- Énoncé de l'exercice:
Indiquez si chacune des trois affirmations suivantes concorde avec l'extrait reproduit plus bas. Répondez par oui ou par non, en citant textuellement les mots décisifs de l'extrait.
1. La part des films français n'avait pas atteint un tel niveau depuis 1984.
2. Le marché de la vidéo a progressé en valeur en 2006.
3. L'accord pour le développement et la protection des oeuvres culturelles sur les nouveaux réseaux a été signé le 23 novembre.

- Extrait:
Intervention de Serge Lagauche

Réunion du 4 décembre 2007 à 15h10
Loi de finances pour 2008 — Compte spécial : cinéma audiovisuel et expression radiophonique locale

Photo de Serge LagaucheSerge Lagauche, rapporteur pour avis de la commission des affaires culturelles :

S'agissant maintenant du compte d'affectation spéciale « Cinéma, audiovisuel et expression radiophonique locale », je constate que le secteur du cinéma est globalement en « bonne santé » économique. Le nombre de films produits en 2006 est identique à celui de 2004, après le record enregistré en 2005. Par ailleurs, la fréquentation des salles a progressé de 7, 6 % et la part des films français s'établit à 44, 7 %. Elle n'avait pas été aussi élevée depuis 1984. En outre, les exportations de films français à l'étranger se sont bien tenues en 2006, même si certaines évolutions s'avèrent préoccupantes dans ce domaine.

Cependant, ce tableau positif ne doit pas dissimuler des fragilités, ainsi que la nervosité d'un certain nombre des professionnels que j'ai auditionnés.

Je pense, en premier lieu, au secteur de la vidéo. Ce marché a subi une diminution de 5, 2 % en volume et de 7 % en valeur en 2006, puis une nouvelle baisse de 0, 4 % et de 7 % respectivement au cours du premier semestre de 2007. La vidéo à la demande, quant à elle, démarre lentement.

Je pense, en second lieu, au problème du piratage massif des oeuvres. Depuis l'adoption de la loi relative au droit d'auteur et aux droits voisins dans la société de l'information, les technologies et les comportements des internautes ont continué à évoluer, et il est, nous le savons, particulièrement difficile de réglementer un secteur aussi sujet à mutations. Toutefois, l'évolution des technologies permet aussi d'envisager de nouveaux moyens de lutter contre ce fléau.

Notre commission se réjouit sincèrement de la signature, le 23 novembre dernier, de l'accord pour le développement et la protection des oeuvres culturelles sur les nouveaux réseaux. Ainsi, dans un délai très rapide, la mission confiée à M. Denis Olivennes a permis d'aboutir, pour la première fois, à une position commune des acteurs du monde de la musique, du cinéma, de l'audiovisuel et des fournisseurs d'accès. Nous tenions à ce que la responsabilité, dans ce domaine, soit partagée entre ces différents intervenants.

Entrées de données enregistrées
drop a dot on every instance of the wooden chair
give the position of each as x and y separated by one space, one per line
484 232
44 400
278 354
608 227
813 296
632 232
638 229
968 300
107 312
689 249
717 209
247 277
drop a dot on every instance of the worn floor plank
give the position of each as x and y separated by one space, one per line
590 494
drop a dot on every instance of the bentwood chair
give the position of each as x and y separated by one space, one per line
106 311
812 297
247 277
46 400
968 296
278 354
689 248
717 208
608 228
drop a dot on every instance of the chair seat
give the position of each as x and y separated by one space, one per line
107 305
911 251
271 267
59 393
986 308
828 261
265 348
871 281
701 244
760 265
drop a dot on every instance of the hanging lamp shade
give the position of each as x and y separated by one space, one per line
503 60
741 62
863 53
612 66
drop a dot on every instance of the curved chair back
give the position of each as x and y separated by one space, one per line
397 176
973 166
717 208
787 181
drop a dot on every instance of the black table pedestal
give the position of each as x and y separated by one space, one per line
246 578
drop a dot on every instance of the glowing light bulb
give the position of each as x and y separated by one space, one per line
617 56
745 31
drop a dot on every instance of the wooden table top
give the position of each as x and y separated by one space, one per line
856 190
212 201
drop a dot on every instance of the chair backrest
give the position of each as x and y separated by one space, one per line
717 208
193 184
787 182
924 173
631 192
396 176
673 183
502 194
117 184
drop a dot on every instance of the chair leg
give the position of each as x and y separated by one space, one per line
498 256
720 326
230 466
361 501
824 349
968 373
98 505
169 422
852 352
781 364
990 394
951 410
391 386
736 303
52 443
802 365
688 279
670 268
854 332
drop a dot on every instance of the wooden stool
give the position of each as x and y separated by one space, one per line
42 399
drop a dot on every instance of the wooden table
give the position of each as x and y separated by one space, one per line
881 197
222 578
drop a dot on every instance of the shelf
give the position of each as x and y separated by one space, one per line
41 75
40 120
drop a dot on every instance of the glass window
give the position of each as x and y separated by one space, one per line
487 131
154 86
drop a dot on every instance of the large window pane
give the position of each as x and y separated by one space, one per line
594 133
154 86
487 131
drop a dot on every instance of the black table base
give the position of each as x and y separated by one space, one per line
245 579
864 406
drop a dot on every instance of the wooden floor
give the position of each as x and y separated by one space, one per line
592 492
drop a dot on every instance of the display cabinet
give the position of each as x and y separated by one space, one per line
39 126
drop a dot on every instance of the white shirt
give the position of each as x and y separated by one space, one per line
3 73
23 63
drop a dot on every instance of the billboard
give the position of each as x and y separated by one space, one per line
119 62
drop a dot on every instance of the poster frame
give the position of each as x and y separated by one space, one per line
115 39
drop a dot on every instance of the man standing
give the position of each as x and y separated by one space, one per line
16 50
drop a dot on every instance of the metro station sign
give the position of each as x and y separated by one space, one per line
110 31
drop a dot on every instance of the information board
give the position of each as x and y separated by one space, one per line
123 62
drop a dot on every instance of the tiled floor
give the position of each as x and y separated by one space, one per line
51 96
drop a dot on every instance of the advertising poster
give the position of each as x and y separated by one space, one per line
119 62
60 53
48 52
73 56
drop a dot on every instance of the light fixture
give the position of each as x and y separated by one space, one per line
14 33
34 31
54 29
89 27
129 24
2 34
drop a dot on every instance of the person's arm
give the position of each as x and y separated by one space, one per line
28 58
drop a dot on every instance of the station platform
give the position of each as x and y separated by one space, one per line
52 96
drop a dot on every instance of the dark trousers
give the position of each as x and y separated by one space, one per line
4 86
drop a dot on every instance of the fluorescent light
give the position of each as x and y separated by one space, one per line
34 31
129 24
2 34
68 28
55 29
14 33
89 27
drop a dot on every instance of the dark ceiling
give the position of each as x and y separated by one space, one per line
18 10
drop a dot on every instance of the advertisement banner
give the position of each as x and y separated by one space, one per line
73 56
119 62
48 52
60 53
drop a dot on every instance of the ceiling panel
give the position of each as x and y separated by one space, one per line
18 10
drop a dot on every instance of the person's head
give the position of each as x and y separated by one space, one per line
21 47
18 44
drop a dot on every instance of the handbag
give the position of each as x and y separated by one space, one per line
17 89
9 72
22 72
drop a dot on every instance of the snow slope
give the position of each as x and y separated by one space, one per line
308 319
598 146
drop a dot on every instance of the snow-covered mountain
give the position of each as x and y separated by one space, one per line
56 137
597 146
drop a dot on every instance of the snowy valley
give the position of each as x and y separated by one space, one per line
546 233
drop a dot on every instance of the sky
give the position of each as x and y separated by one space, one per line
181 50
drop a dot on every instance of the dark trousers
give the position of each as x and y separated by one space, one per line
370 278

- Réponse à l'exercice:
1. Oui : « Elle n'avait pas été aussi élevée depuis 1984. »
2. Non : « Ce marché a subi une diminution de 5, 2 % en volume et de 7 % en valeur en 2006 »
3. Oui : « la signature, le 23 novembre dernier, de l'accord pour le développement et la protection des oeuvres culturelles sur les nouveaux réseaux »